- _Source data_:
○ ○ ○ ○ ○
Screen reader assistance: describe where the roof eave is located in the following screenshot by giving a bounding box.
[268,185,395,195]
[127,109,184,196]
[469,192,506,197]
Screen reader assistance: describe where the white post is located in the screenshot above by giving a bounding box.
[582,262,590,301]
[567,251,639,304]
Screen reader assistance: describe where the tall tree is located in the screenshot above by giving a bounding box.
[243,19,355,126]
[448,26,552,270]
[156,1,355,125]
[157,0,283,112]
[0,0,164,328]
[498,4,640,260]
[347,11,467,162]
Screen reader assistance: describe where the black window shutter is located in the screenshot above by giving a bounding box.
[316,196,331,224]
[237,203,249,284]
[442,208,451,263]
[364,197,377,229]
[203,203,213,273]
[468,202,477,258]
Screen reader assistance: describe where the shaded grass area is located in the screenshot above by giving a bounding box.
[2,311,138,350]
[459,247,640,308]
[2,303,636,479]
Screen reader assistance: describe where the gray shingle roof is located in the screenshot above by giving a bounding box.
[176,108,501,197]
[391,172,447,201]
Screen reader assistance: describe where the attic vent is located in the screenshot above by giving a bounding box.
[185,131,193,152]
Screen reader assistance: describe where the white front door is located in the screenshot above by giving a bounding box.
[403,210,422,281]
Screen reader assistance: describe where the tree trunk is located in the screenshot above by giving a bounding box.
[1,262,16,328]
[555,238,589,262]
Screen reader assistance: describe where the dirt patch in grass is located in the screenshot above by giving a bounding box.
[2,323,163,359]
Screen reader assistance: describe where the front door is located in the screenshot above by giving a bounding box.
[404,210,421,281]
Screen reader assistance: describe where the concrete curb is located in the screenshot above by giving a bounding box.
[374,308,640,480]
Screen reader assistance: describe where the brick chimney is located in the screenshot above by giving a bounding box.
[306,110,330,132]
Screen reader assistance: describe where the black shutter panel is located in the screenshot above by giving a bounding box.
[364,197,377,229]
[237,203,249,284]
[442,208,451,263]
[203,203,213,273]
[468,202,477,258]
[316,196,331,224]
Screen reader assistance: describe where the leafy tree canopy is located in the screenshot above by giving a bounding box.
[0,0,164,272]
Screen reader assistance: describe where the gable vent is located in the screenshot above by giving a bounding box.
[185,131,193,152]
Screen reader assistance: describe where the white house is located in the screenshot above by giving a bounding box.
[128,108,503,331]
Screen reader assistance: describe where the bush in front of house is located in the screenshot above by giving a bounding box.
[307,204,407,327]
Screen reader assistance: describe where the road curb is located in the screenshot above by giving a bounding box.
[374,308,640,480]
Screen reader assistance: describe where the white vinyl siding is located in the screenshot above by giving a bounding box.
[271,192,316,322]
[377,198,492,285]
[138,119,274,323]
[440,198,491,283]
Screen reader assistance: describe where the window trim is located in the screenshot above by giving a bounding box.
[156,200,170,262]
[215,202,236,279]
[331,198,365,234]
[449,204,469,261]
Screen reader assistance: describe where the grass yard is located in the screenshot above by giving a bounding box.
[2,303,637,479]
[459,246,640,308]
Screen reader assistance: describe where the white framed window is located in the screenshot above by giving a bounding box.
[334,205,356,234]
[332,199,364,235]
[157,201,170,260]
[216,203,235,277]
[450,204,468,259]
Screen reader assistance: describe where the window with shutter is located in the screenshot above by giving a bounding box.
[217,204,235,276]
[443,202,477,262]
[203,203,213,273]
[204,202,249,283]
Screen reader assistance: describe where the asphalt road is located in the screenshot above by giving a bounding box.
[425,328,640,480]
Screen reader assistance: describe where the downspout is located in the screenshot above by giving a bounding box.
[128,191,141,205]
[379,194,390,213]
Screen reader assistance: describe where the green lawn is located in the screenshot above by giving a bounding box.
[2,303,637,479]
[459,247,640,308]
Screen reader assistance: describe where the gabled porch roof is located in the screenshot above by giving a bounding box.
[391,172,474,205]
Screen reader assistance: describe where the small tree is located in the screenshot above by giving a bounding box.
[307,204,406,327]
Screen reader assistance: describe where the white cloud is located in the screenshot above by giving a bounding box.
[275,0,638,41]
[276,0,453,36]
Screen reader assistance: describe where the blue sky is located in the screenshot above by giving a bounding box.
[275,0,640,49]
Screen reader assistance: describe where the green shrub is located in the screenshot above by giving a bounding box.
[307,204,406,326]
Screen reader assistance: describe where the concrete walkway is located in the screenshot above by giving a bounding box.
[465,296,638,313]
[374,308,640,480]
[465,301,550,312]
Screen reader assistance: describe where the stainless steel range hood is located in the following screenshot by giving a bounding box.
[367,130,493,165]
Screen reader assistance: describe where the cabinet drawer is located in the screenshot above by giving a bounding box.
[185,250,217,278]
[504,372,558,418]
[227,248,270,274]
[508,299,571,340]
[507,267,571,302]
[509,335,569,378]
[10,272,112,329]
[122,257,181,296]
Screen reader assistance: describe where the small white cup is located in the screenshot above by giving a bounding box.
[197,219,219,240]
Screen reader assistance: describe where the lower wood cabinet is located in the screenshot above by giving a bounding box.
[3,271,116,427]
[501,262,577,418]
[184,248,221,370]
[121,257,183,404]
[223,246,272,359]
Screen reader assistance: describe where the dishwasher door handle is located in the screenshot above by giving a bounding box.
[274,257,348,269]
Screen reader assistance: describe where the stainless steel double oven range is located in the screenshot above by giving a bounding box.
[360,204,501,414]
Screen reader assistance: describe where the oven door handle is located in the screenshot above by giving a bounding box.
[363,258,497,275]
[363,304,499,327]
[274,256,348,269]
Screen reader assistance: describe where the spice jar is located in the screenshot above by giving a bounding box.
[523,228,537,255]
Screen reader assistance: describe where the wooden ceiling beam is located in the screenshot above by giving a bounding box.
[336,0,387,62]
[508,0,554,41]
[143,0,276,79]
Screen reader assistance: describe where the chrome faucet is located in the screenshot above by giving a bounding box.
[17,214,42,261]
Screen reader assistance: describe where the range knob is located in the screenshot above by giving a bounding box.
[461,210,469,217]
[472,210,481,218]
○ ○ ○ ○ ○
- _Problem description_: Nothing but an exact repetition of the entries is expected here.

- _Output for this task_:
Screen reader assistance: describe where the roof eave is located in the following screenshot by giving a bounding box.
[268,185,395,195]
[127,109,184,196]
[469,192,506,197]
Screen reader assistance: describe where the white post is located in the screenshot above by giving a bounding box.
[582,262,590,301]
[567,251,639,304]
Screen reader assistance: describe where the tall tree is located in the screenshot above by giving a bounding box.
[243,19,355,126]
[448,26,552,270]
[156,1,355,125]
[157,0,283,112]
[0,0,164,328]
[498,4,640,260]
[347,11,467,162]
Screen reader assistance: describe where the black window shutter is located in the screenshot above by giving a bounding box.
[316,196,331,224]
[237,203,249,284]
[442,208,451,263]
[364,197,377,229]
[203,203,213,273]
[468,202,477,258]
Screen reader assistance: describe where the shaded grass area is located in the screenshot above by giving a bounding box.
[2,311,138,350]
[459,247,640,308]
[2,303,636,479]
Screen reader assistance: describe where the gray shingle roof is located in the screenshot above by giving a bounding box.
[176,108,501,197]
[391,172,447,201]
Screen reader assistance: describe where the attic vent is located in the screenshot above by giving a bounding box.
[185,131,193,152]
Screen reader assistance: describe where the white front door is located in the screenshot above by giving a bounding box.
[403,210,422,281]
Screen reader assistance: describe where the tree trunk is located in the screenshot above by giving a bounding box.
[1,262,16,328]
[555,238,589,262]
Screen reader assistance: describe where the dirt patch in grass is located in the screenshot above by giving a bounding box.
[2,323,163,359]
Screen reader assistance: describe where the front door is located in the screenshot above by giving a bounding box.
[404,210,421,281]
Screen reader assistance: describe where the concrete curb is located in the screenshot above by giving a bounding box.
[374,308,640,480]
Screen reader assistance: describe where the brick chimney is located in the screenshot above by giving a bounding box.
[306,110,330,132]
Screen reader assistance: describe where the black shutter panel is located in the screenshot above by giving a bounding box.
[364,197,377,229]
[237,203,249,284]
[442,208,451,263]
[203,203,213,273]
[468,202,477,258]
[316,196,331,224]
Screen reader assistance: describe where the leafy tree canopy is located in the screenshot above by giving a bounding box.
[0,0,164,272]
Screen reader assistance: describe where the gable vent is located in the screenshot above by giving a bounding box.
[185,131,193,152]
Screen reader assistance: describe where the white house is located in the screenshot above by giving a bounding box.
[128,108,503,331]
Screen reader assistance: describe where the bush in front of house is located in the screenshot above by giving a bounding box.
[307,204,407,327]
Screen reader assistance: describe where the road curb is located in the screenshot above by giving a bounding box.
[374,308,640,480]
Screen reader assistance: describe where the white vinyl siding is located in the screenshot above by giving a bounding box.
[271,192,316,322]
[377,198,492,285]
[138,119,274,323]
[440,198,491,283]
Screen reader assistance: describe where the window trim is located in the screenshot above by giving a bounding box.
[156,200,170,262]
[215,202,236,279]
[331,198,365,234]
[449,204,469,261]
Screen reader assistance: describe where the grass yard is located in the screenshot above by giving a bounding box.
[2,303,637,479]
[459,246,640,308]
Screen reader assistance: describe where the white framed window is located in the screenshot above by giving a bounding box.
[334,205,356,234]
[332,199,364,235]
[157,201,170,260]
[216,203,235,277]
[450,204,468,259]
Screen reader assistance: describe where the window with shutter is located in the screenshot above by giving a bounding box.
[217,204,235,276]
[443,202,477,262]
[203,203,213,273]
[204,202,249,283]
Screen reader assistance: describe where the asphalt road is located in the screenshot above by giving a bounding box.
[425,328,640,480]
Screen reader assistance: describe where the downspout is located in the screenshot above by giving a bounding box.
[128,191,141,205]
[379,194,390,213]
Screen reader assistance: describe where the green lawn is located in the screenshot above by giving a bounding box.
[2,303,637,479]
[459,247,640,308]
Screen reader assistance: describe where the gabled porch roof is located in the screenshot above by giving a bounding box.
[391,172,474,205]
Screen reader assistance: describe where the small tree is located in the screenshot above by giving a bounding box.
[307,204,406,327]
Screen reader assistance: describe where the white cloud is located in the screenshot above by giving a bounding box.
[275,0,638,41]
[276,0,453,36]
Screen reader assistance: describe where the blue sky is located in the screenshot above by giving a bounding box.
[275,0,640,49]
Screen reader assistance: describe where the green shrub is located in the screenshot above by giving a bounding box.
[307,204,406,326]
Screen reader assistance: describe where the concrete walkway is located in the screenshot above by giving a bounding box.
[465,296,638,313]
[374,308,640,480]
[465,301,550,312]
Screen reader assistance: describe where the stainless steel range hood is located in the following screenshot by giving a bounding box.
[367,130,493,165]
Screen reader assistance: describe where the cabinet drawer is located in the screenshot above by giving a bounding box.
[185,250,217,278]
[504,372,558,418]
[227,248,270,274]
[508,299,571,340]
[507,267,571,302]
[509,335,569,378]
[10,272,112,329]
[122,257,181,296]
Screen reader assistance: describe where the small white cup is located in the screenshot above by giving a bounding box.
[197,219,219,240]
Screen reader assistance: describe where the lower wood cabinet is located in the screenshot above by giving a bounding box.
[3,271,116,427]
[501,262,577,418]
[184,248,221,370]
[121,257,183,404]
[223,246,272,359]
Screen reader assistance: describe where the dishwasher door handle is located in the screenshot above by giving a bounding box.
[274,257,348,269]
Screen reader assistance: describe where the stainless steel double oven range is located in the screenshot above by giving a bounding box.
[360,204,501,414]
Screen reader assistance: describe where the oven door handle is located in the screenshot above by giving a bounding box.
[363,258,497,275]
[363,304,499,327]
[274,256,348,269]
Screen reader assistance: describe where the spice jar is located in the screenshot above by giving a bounding box.
[523,228,537,255]
Screen reader assistance: describe where the wooden ceiling beam is located in the screenshot above by giving a bounding box.
[336,0,387,62]
[508,0,554,41]
[143,0,276,79]
Screen reader assistance: describe where the chrome faucet is located in the screenshot above by giving a bounding box.
[17,214,42,261]
Screen reader assistance: describe where the range knob is located in the screenshot above by giving a bounding box.
[461,210,469,217]
[472,210,481,218]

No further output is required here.